Page excerpt:

What is an annotated corpus?

An annotated corpus is not God's truth

One possible annotation, ... ... and an alternative
( (CP-QUE (WNP-1 (WPRO What))
          (IP-SUB (NP-OB1 *T*-1)
                  (BEP is)
                  (NP-SBJ (D an)
                          (VAN annotated)
                          (N corpus)))
          (. ?)))

( (CP-QUE (WNP-1 (WPRO What))
          (BEP-2 is)
          (IP-SUB (NP-SBJ (D an)
                          (ADJ annotated)
                          (N corpus))
                  (VP (BEP *T*-2)
                      (NP-PRD *T*-1)))
          (. ?)))

Structural ambiguity is endemic

High adverb attachment, ... ... or low?
( (TP (NP-SBJ (PRO They))
      (T' (ADVP (ADV always))
          (T' (T past)
              (VP (V' (VBD admitted)
                      (NP-OB1 any error)))))
      (. .)))

( (TP (NP-SBJ (PRO They))
      (T' (T past)
          (VP (V' (ADVP (ADV always))
                  (V' (VBD admitted)
                      (NP-OB1 any error)))))
      (. .)))

( (TP (NP-SBJ (PRO They))
      (T' (ADVP (ADV always))
          (T' (T would)

Information provided:
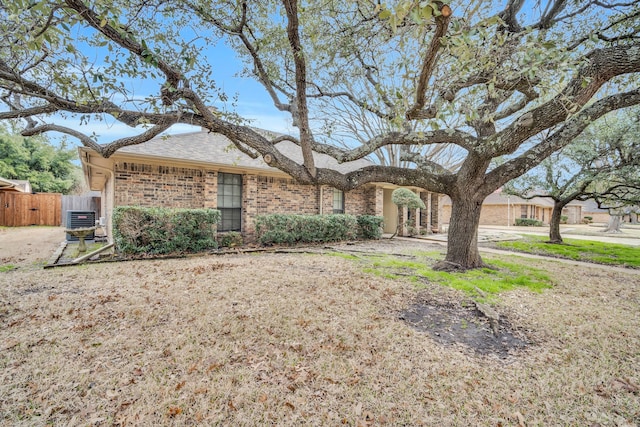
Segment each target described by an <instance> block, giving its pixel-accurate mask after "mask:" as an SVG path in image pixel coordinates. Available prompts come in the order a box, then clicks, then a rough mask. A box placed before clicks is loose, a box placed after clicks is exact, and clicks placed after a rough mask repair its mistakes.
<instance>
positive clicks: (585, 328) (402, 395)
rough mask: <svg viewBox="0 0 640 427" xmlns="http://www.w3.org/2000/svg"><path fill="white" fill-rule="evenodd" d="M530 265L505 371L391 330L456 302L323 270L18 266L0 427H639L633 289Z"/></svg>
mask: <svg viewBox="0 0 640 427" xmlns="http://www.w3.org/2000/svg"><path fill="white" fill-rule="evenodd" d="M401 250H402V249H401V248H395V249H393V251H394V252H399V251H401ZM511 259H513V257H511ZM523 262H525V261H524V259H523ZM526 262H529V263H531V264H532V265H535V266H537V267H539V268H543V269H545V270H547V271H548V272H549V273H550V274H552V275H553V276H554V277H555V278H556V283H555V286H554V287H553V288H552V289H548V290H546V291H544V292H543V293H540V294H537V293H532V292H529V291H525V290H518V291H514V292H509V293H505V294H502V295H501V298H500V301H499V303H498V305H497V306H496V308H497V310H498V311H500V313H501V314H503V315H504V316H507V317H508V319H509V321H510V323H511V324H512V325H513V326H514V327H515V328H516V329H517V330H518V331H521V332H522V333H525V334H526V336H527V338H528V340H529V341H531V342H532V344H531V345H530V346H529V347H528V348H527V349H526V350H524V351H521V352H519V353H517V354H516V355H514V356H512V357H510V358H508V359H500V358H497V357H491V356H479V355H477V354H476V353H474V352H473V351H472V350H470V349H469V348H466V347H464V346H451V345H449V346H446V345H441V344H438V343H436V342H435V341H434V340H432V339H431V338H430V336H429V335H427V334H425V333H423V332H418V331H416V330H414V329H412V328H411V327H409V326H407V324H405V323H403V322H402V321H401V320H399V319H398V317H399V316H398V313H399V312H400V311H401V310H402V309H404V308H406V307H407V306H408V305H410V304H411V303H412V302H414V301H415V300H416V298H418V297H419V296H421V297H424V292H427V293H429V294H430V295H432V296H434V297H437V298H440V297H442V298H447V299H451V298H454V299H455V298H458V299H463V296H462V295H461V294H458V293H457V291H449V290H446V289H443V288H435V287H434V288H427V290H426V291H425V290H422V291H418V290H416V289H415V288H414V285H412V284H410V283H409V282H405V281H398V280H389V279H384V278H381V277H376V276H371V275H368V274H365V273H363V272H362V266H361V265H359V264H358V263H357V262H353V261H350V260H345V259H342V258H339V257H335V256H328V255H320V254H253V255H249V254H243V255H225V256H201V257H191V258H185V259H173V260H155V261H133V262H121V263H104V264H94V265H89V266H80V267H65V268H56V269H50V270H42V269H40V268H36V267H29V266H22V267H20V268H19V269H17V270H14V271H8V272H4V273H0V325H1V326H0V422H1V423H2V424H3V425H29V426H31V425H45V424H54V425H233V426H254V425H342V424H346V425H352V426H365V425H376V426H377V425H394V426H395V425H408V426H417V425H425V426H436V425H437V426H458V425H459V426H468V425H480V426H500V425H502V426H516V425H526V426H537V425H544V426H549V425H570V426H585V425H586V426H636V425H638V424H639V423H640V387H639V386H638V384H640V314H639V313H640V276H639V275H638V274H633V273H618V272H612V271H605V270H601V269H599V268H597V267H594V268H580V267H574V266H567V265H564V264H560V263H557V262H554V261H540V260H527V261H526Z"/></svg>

Your tasks:
1. For each statement about the annotated-corpus page, answer yes or no and quote the words of the page that decide it: (a) The page presents an annotated corpus as God's truth. (b) The page calls structural ambiguity rare. (c) In the first annotation of the question, "annotated" is tagged VAN.
2. Write the continuation of the annotated-corpus page from the point where it stops.
The lines above come from a different source than the annotated-corpus page.

Responses to the exercise:
1.
(a) No: "An annotated corpus is not God's truth"
(b) No: "Structural ambiguity is endemic"
(c) Yes: "(VAN annotated)"

2.
              (VP (V' (VB admit)
                      (NP-OB1 any error)))))
      (. .)))

( (TP (NP-SBJ (PRO They))
      (T' (T would)
          (VP (V' (ADVP (ADV always))
                  (V' (VB admit)
                      (NP-OB1 any error)))))
      (. .)))

Some noteworthy annotation conventions in the Penn Historical Corpora

( (IP-MAT (NP-SBJ (PRO They))
          (ADVP-TMP (ADV always))
          (VBD admitted)
          (NP-OB1 (Q any) (N error))
          (. .)))

( (CP-QUE (WNP-1 (WPRO What))
          (IP-SUB (NP-OB1 *T*-1)
                  (BEP is)
                  (NP-SBJ (D an)
                          (VAN annotated)
                          (N corpus)))
          (. ?)))

Searching corpora with CorpusSearch

A corpus without a search program is like the Internet without a search engine. (Beth Randall)

Funding acknowledgments

Some simple queries

Literal matches


( (IP-MAT (NP-SBJ (PRO He))
          (VBD said)
          (CP-THT (C that)
                  (IP-SUB (NP-SBJ (PRO he))
                          (BED was)
                          (VAG coming)))
          (. .)))

node: CP-THT

// next line matches "that"
query: (C iDoms that)


( (IP-MAT (NP-SBJ (PRO He))
          (VBD said)
          (CP-THT (C 0)
                  (IP-SUB (NP-SBJ (PRO he))
                          (BED was)
                          (VAG coming)))
          (. .)))

node: CP-THT

// next line matches "0"
query: (C iDoms 0)

Matching alternatives


( (IP-MAT (NP-SBJ (PRO He))
          (VBD sayde)
          (CP-THT (C +tat)
                  (IP-SUB (NP-SBJ (PRO he))
                          (BED was)
                          (VAG cumyng)))
          (. .)))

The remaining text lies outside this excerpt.